(Extracted records):
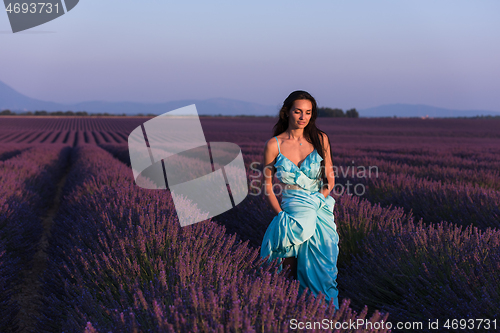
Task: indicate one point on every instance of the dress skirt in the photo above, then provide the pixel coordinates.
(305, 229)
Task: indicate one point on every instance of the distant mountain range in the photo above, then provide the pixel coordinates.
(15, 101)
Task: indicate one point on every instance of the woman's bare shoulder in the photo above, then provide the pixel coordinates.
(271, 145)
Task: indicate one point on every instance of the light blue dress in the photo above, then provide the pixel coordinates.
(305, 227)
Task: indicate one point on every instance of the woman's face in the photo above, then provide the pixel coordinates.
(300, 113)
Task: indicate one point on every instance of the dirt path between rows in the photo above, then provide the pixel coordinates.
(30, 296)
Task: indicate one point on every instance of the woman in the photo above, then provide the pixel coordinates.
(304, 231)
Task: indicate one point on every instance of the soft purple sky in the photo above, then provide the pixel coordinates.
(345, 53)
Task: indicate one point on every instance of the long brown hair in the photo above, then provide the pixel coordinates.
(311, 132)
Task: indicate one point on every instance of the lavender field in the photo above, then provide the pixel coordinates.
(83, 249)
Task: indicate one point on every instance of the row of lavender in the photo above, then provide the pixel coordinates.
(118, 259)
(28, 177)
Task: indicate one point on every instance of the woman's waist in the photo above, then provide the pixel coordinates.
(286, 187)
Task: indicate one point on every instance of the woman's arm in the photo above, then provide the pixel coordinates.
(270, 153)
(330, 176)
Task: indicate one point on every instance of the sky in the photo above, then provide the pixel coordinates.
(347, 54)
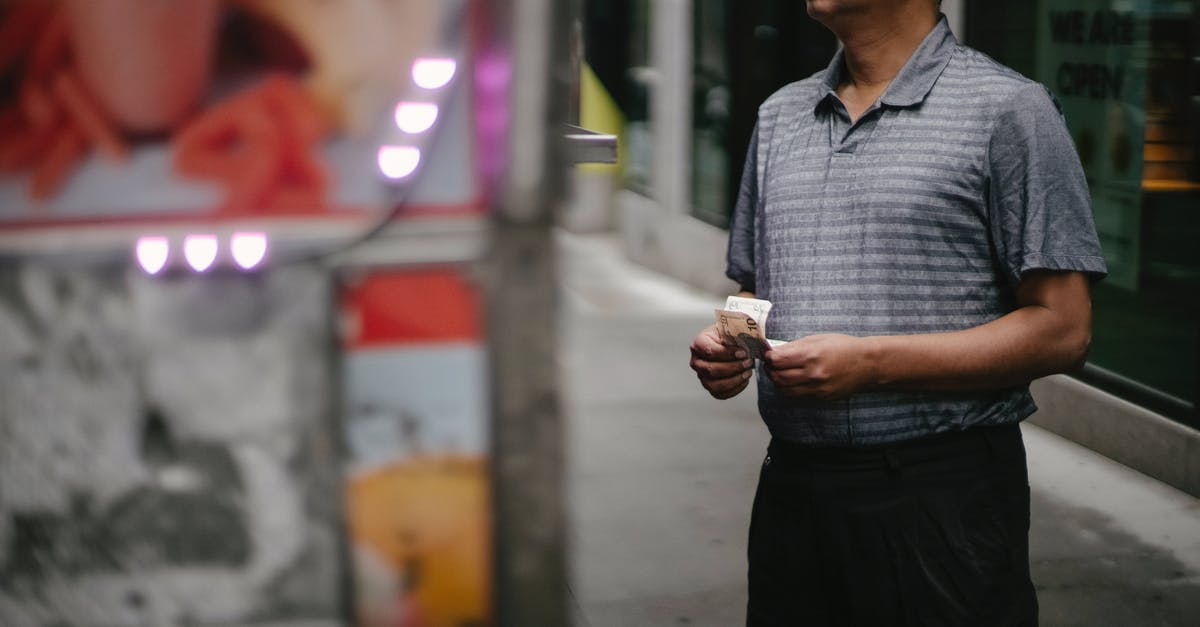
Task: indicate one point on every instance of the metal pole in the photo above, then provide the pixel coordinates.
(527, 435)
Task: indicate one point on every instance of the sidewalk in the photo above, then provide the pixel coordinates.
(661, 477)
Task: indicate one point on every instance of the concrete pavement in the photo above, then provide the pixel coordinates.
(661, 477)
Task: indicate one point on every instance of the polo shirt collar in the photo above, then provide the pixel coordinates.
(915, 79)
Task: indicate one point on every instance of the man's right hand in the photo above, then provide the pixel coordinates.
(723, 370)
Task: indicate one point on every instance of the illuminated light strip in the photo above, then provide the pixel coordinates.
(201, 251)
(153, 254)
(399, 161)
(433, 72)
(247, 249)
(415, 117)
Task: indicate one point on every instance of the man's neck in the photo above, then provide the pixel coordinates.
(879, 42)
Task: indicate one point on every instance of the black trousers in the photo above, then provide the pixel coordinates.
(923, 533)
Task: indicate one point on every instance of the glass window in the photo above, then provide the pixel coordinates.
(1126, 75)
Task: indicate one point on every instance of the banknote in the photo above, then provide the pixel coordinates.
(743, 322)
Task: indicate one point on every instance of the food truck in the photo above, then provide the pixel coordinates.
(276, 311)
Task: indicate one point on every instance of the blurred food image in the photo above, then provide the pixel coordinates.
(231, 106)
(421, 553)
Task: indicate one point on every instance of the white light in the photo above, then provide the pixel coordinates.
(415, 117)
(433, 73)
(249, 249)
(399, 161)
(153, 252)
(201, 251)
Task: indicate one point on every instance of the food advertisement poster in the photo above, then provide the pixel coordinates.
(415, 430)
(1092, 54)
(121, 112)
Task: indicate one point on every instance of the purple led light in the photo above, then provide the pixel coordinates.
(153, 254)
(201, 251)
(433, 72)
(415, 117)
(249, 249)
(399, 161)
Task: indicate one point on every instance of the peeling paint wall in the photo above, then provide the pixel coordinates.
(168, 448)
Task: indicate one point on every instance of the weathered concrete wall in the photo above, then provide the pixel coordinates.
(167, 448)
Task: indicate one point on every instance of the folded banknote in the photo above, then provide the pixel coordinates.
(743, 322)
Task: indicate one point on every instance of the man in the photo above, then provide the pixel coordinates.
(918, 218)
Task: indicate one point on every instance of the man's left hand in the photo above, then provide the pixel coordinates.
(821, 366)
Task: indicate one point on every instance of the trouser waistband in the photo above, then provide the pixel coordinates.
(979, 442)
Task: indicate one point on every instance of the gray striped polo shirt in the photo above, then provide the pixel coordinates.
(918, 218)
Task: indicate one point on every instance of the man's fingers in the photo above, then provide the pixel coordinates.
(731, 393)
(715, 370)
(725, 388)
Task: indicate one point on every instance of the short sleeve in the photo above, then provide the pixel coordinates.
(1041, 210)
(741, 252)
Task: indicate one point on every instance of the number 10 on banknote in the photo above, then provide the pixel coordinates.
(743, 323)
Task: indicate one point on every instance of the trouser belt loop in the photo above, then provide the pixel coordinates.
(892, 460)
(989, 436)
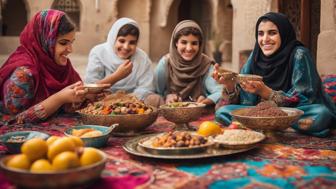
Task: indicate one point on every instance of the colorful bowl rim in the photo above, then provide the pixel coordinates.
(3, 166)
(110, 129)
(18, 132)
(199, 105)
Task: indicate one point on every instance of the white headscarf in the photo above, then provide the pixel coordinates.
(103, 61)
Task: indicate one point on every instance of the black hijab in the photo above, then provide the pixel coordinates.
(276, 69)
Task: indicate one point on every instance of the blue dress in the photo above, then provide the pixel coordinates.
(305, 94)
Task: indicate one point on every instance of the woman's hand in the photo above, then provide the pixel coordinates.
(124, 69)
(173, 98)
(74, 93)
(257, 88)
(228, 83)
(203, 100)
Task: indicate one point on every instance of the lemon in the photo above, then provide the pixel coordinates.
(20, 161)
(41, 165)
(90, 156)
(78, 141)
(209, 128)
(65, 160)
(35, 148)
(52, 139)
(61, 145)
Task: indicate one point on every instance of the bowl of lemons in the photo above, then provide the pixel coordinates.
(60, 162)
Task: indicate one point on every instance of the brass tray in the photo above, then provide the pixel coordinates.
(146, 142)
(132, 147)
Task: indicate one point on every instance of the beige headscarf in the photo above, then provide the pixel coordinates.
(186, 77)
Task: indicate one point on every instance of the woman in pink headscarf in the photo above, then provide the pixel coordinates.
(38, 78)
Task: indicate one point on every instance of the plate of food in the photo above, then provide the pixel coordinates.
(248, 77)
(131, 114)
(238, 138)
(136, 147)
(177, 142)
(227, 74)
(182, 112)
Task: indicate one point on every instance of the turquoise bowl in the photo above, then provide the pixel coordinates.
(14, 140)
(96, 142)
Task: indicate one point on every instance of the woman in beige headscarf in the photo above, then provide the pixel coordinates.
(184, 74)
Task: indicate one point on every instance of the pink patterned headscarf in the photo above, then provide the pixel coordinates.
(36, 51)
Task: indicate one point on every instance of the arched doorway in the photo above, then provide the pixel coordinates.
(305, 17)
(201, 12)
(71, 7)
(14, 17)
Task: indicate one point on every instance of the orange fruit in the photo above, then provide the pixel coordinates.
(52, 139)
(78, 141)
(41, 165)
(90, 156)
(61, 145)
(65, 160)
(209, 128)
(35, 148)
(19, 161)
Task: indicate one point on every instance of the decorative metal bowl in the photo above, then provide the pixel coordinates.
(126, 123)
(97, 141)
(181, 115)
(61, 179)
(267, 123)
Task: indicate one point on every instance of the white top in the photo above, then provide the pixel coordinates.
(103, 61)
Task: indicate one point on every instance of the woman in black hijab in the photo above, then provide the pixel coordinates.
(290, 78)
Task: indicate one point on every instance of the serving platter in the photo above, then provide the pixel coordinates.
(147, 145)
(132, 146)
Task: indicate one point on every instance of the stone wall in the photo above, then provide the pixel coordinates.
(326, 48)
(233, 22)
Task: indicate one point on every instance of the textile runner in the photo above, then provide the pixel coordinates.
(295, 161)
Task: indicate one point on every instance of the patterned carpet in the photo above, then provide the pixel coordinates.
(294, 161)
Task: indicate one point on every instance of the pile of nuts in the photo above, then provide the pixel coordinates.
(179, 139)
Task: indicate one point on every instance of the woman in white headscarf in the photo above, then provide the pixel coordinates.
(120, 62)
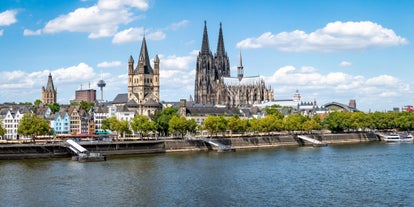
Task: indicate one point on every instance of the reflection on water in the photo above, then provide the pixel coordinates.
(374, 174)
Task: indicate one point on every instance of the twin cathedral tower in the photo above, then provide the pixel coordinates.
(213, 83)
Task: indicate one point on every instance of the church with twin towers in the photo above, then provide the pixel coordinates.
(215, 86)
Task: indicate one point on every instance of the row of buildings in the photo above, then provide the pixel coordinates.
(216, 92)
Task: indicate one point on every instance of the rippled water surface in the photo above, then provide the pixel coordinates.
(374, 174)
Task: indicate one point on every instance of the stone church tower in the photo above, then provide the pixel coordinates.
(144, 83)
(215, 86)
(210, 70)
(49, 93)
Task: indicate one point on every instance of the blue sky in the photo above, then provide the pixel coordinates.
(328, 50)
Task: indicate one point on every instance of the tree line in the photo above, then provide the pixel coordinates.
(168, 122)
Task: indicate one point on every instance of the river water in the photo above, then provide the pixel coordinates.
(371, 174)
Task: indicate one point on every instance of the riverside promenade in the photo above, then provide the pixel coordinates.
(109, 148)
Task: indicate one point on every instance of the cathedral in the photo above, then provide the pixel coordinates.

(Task prompt):
Leave out every line ahead of the one containing "Task: indicate one point on every instance of the rippled" and print the rest of the listing exactly.

(Written response):
Task: indicate one point on every instance of the rippled water surface in the photo above, then provide the pixel coordinates.
(374, 174)
Task: indicate one point on every instance of the stone church tower in the photo above, then provide the pixel coordinates.
(144, 83)
(215, 86)
(210, 70)
(49, 93)
Task: indicate one point on every instance of the blue sky in the photo above, then provide the pixel coordinates.
(328, 50)
Task: indicate one point on every instance of the tree line in the photo above, then provide the pixel coordinates.
(168, 122)
Task: indicate one point on every instance of the river water in the photo above, then provide the pixel coordinates.
(371, 174)
Task: indicate one point on every instance of the riverside promenade in the photo above, then provide the pixel coordinates.
(109, 148)
Task: indicate one point on every instance of the cathedral in the photo above, then provide the pixel coordinates.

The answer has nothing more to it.